> _Work instruction_
Word for word, retype the lines from the one containing "of the bare" to the one containing "of the stone" below, keeping both end lines and dropping the pictures.
───── Task input ─────
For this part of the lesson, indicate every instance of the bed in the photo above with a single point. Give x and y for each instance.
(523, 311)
─────
───── Task input ─────
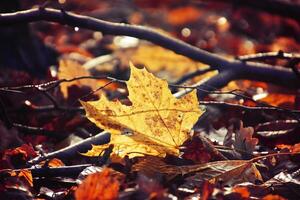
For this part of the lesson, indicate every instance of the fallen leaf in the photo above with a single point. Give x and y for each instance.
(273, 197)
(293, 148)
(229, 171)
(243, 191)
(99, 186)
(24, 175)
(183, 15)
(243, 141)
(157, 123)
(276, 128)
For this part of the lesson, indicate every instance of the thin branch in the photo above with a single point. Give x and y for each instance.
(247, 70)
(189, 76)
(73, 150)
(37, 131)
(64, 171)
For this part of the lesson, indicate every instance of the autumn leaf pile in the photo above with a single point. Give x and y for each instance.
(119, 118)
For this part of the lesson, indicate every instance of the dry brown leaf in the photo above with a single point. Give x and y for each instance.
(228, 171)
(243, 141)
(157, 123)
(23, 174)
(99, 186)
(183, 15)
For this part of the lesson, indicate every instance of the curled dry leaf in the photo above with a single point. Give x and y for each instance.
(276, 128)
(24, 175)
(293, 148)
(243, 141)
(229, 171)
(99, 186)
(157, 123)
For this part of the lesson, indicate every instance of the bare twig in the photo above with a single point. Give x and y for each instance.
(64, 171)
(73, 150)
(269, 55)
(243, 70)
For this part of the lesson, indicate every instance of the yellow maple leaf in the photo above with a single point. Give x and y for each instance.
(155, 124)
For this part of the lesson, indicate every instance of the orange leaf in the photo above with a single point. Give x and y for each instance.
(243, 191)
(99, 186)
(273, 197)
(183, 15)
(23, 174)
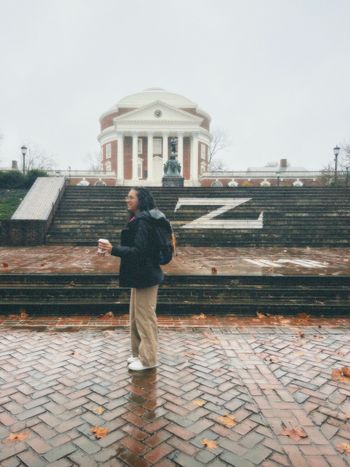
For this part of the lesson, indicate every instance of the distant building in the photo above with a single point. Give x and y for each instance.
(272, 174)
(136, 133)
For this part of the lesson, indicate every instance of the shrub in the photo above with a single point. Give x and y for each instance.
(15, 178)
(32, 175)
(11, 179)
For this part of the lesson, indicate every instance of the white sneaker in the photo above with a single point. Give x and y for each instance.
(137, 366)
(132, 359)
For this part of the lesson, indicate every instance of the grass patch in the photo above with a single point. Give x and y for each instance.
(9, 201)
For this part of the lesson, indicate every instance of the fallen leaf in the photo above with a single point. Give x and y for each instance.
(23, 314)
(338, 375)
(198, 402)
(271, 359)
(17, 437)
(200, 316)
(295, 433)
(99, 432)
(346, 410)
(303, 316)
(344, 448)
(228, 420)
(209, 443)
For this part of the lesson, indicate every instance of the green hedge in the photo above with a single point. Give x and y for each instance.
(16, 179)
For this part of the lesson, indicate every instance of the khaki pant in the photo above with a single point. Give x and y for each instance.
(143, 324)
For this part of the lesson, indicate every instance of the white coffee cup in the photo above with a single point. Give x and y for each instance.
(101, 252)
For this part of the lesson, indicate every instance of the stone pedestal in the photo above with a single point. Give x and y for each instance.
─────
───── Task input ─────
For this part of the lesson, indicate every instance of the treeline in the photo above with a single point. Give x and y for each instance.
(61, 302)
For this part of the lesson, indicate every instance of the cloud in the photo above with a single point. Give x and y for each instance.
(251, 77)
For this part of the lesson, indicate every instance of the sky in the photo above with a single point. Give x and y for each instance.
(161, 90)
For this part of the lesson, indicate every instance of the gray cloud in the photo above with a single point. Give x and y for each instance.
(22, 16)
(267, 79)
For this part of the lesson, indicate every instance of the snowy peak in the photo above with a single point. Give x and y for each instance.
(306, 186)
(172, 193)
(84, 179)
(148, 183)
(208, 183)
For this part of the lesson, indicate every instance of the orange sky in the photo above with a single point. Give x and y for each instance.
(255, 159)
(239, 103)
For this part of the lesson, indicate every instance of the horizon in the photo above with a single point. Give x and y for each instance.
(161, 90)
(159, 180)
─────
> _Solution to the problem_
For this part of the lesson, indicate every instance of the bare twig in the photo above with a single point. Give x and y for each instance.
(64, 171)
(73, 150)
(269, 55)
(243, 70)
For this part of the lesson, indicate every instance of the yellow maple leaf in the photo above with a single point. Give x and y for each instance.
(155, 124)
For this part of the lesson, indicate every instance of the orange leaf in the photo above with a single point. Give x and y for each instance.
(243, 191)
(99, 186)
(273, 197)
(183, 15)
(23, 174)
For this part of the lesson, indicate every instance of the distant building in the photo above with a single point. Give x and y for each instance.
(272, 174)
(136, 133)
For this part of the lesson, indicate every instance of the shrub in the photo above with a single point. Give x and y for each instance.
(15, 178)
(32, 175)
(11, 179)
For this part of the lesson, indicate every instance of the white sneaker in the photo above with a single point. Give x and y for each instance.
(137, 366)
(132, 359)
For this part of the lesson, indicate every instance of the grass patch in the photo above with a single point. Give x and y for each instance.
(9, 201)
For this part of the lesson, indicate every instance of the fallen leaf in the photo above with a single point. Give x and y for each instance.
(23, 314)
(338, 375)
(198, 402)
(271, 359)
(17, 437)
(200, 316)
(295, 433)
(99, 432)
(346, 410)
(303, 316)
(344, 448)
(228, 420)
(209, 443)
For this part of the lesson, indicate every instance of the green hedge in the photo above with a single point. Give x and y for each instance.
(16, 179)
For this part of the lesson, indicate every instance of the khaki pant in the photo above with a single point. Give x and y for each instance.
(143, 324)
For this part of the lesson, indicate every instance of the white coffee cup in the photo above with a single point. Give x and y for each instance.
(101, 252)
For this part of the lesson, indicate every instance of the stone pedestal in the photo above with a single point. Give x and y for each instance.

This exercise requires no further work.